• _Location identification items_

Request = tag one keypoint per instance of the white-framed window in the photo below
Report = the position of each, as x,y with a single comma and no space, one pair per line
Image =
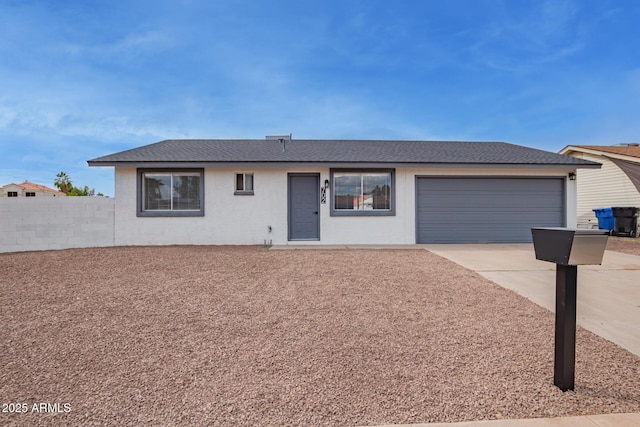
244,184
170,192
366,192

• _Short task_
Change "white-framed window" to "window with a white frame" throughout the lines above and write them out again with nothing else altered. Omit the pictures.

• _Task output_
Request = tag one keypoint per instance of the window with a white frame in the photo below
Report = the position of each, as x,y with a single comma and no space, one pair per line
Image =
244,184
170,192
366,192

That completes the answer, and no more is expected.